TASK TO CARRY OUT
Everything from the line containing "Could you point to the red" to the final line of the records below should be given again exactly, and nothing else.

ENTRIES PROVIDED
= = = =
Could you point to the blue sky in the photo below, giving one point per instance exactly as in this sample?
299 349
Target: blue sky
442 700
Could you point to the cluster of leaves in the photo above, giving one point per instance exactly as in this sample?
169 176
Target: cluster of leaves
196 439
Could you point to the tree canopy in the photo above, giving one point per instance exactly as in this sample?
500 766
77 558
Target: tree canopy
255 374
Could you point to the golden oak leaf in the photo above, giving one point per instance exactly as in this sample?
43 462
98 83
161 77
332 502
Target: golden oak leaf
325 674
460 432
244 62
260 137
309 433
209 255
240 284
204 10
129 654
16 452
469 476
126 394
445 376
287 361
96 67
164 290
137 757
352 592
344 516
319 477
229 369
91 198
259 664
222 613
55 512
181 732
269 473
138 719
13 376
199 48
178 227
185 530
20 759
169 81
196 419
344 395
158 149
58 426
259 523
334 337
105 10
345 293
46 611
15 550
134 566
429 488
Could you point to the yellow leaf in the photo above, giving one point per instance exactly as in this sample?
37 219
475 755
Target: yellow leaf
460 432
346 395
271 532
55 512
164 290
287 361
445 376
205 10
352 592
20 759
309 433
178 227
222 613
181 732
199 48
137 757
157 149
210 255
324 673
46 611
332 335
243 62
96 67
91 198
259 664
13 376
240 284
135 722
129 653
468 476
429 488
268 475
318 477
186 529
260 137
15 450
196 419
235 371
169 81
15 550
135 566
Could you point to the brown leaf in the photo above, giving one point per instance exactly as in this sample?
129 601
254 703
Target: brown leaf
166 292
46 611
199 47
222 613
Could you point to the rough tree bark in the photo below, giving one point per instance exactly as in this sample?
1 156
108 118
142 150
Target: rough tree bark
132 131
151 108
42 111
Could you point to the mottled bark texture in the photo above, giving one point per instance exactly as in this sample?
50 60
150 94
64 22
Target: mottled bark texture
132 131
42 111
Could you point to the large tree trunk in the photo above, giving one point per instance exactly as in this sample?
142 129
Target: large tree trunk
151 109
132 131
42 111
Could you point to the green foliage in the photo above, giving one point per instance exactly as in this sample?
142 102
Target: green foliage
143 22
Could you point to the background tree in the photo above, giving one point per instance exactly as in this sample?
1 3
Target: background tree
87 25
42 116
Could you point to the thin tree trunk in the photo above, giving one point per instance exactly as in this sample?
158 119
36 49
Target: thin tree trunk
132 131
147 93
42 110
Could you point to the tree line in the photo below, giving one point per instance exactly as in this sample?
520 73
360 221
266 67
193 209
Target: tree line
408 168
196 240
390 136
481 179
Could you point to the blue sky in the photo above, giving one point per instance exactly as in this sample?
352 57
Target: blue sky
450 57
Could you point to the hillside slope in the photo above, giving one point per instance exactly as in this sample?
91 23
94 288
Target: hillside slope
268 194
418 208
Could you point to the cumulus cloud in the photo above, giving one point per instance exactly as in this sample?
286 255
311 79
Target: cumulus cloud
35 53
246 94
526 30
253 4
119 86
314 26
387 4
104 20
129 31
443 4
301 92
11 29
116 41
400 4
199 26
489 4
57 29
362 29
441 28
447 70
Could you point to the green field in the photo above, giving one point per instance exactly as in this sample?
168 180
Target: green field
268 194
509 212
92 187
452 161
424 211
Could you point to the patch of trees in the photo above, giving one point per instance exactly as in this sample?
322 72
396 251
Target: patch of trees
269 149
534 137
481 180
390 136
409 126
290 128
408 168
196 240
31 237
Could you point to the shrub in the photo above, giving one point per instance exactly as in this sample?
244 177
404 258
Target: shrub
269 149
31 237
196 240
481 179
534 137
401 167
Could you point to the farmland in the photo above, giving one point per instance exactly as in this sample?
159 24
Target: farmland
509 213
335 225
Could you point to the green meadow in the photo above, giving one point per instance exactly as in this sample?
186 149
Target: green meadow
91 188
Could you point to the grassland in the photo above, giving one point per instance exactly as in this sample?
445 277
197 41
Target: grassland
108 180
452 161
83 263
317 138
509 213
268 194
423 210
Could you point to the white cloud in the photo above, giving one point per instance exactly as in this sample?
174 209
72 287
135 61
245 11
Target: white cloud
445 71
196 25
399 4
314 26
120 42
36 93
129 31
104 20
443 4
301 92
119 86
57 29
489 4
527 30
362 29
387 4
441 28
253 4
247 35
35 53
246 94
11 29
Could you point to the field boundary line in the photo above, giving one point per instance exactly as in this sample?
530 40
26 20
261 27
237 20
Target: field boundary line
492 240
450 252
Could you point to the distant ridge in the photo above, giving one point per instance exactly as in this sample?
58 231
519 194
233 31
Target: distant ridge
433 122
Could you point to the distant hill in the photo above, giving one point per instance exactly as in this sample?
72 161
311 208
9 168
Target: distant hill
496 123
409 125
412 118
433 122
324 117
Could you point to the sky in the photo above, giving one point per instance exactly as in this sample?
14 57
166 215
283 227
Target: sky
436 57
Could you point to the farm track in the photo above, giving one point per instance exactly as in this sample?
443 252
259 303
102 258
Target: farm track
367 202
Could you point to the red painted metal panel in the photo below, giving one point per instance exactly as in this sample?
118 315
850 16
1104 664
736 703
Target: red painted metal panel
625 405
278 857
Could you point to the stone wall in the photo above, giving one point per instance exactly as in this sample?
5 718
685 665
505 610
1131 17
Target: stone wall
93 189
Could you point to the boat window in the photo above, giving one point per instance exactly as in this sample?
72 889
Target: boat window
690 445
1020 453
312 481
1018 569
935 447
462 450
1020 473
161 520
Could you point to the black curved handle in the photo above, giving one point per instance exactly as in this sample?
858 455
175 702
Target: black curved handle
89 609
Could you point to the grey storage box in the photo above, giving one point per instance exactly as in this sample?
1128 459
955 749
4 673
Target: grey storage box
= = = =
ANSWER SPACE
Could you point to the red painted metal panel in the photo below, giving one point per instance exactly as in this sample?
118 315
850 16
1104 664
736 703
Target: red painted metal panel
625 405
278 857
Could you point to the stone wall in the photo above, giving one point per instance exactly as in this sample?
5 718
685 665
505 610
1131 17
Target: stone wall
93 189
Could you point to the boat window in the photo above, giving one point per instance exactly as in this sample?
72 889
Target: boat window
690 445
1020 453
312 481
1018 569
935 447
462 450
1020 473
161 520
Could you point to the black curved handle in the photo above, giving one point per instance exactly as in this sample?
858 455
175 702
Target: black curved handle
89 609
Could you point to the grey storage box in the photo above, giving one point per instance exactly as in this sample?
1128 459
955 749
4 673
Target: grey storage box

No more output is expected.